ABOUT THIS EXERCISE: From the data underneath, reproduce exactly the stretch that begins at the line with "of the grass" and ends after the line with "of the bicycle".

Natural language region descriptions

== == ==

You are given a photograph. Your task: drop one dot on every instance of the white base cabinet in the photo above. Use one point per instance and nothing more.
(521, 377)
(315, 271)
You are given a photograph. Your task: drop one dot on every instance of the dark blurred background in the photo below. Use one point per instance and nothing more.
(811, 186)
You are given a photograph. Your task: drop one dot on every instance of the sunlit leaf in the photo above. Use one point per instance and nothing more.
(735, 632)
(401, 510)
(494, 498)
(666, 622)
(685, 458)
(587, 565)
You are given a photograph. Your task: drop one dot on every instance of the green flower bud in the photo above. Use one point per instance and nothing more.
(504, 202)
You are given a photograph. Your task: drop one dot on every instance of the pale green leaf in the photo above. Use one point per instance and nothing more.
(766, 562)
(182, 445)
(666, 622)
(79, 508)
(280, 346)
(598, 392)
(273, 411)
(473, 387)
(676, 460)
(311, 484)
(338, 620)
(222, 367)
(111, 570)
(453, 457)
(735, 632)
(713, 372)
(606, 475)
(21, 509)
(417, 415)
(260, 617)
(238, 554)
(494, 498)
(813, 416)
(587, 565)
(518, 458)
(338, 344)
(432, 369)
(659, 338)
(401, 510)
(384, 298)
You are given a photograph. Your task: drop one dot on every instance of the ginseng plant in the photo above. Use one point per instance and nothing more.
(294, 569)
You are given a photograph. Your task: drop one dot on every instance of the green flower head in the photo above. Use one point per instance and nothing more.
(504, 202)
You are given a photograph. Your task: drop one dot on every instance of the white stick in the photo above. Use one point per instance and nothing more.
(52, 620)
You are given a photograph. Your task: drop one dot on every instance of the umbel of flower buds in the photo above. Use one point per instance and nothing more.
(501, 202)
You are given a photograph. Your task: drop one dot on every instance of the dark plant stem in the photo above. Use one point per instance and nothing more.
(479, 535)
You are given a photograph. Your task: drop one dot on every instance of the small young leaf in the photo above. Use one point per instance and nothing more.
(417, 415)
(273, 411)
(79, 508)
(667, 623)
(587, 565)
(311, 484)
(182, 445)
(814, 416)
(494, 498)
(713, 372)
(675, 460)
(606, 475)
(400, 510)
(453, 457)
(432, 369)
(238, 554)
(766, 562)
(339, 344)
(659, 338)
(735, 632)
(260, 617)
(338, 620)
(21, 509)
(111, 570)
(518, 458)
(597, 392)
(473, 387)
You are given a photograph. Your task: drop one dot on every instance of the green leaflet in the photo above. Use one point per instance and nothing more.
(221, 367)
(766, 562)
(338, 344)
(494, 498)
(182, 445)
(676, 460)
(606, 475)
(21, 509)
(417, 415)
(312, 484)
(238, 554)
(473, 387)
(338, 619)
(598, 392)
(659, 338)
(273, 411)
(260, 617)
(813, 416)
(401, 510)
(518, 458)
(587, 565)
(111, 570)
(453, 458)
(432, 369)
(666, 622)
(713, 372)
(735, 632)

== == ==

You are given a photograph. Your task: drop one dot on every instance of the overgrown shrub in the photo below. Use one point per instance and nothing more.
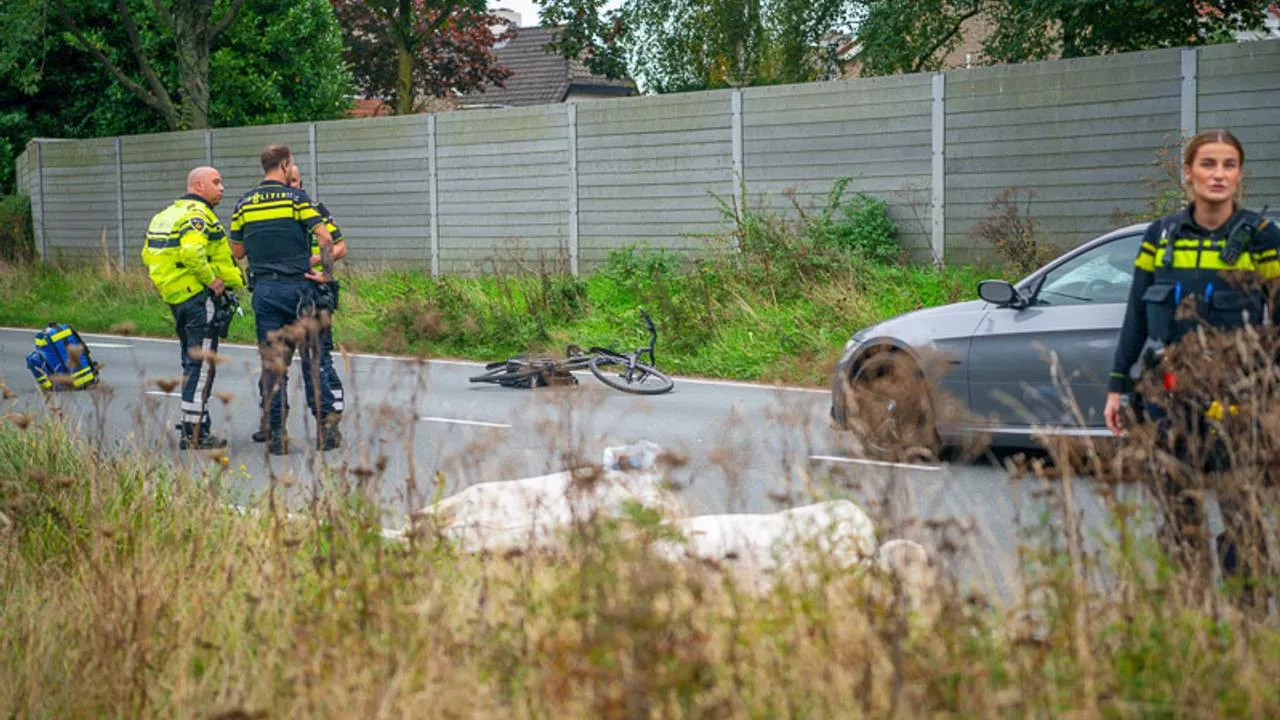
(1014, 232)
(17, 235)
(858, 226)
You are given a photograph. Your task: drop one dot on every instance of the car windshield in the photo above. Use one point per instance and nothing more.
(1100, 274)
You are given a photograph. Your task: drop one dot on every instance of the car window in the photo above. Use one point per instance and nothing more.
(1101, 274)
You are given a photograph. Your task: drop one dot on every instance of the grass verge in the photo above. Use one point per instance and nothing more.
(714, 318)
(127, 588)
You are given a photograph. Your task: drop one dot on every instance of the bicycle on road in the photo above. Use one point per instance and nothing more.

== == ==

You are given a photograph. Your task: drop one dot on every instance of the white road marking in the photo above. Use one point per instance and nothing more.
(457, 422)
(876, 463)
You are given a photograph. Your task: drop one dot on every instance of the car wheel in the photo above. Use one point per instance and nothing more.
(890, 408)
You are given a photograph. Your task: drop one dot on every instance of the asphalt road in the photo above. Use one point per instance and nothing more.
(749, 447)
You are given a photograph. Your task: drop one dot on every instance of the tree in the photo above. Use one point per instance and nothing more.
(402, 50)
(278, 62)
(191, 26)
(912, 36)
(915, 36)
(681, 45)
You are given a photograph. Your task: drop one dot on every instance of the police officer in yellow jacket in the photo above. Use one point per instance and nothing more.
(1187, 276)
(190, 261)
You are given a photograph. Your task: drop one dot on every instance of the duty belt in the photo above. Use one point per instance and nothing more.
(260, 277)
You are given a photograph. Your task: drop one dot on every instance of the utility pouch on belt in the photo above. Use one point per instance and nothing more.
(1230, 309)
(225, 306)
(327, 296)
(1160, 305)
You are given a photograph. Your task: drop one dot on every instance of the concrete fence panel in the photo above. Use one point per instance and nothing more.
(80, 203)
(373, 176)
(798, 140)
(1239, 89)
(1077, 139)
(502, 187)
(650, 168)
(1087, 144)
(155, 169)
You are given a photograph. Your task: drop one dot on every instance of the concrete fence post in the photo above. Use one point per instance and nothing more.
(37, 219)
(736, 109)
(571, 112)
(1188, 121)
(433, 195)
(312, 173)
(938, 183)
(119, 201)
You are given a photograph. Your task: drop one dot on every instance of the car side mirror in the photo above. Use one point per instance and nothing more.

== == ==

SOLUTION FOR THIS PROBLEM:
You are given a photograph. Your task: drop one dot on every instance of the grass verge in the photo above. Use one point per instance and nothing more.
(714, 318)
(127, 588)
You are given a photograph. Your task: drop one dot on every instance of the bicycle on road in the photo above. Use one point per instance and nothing more.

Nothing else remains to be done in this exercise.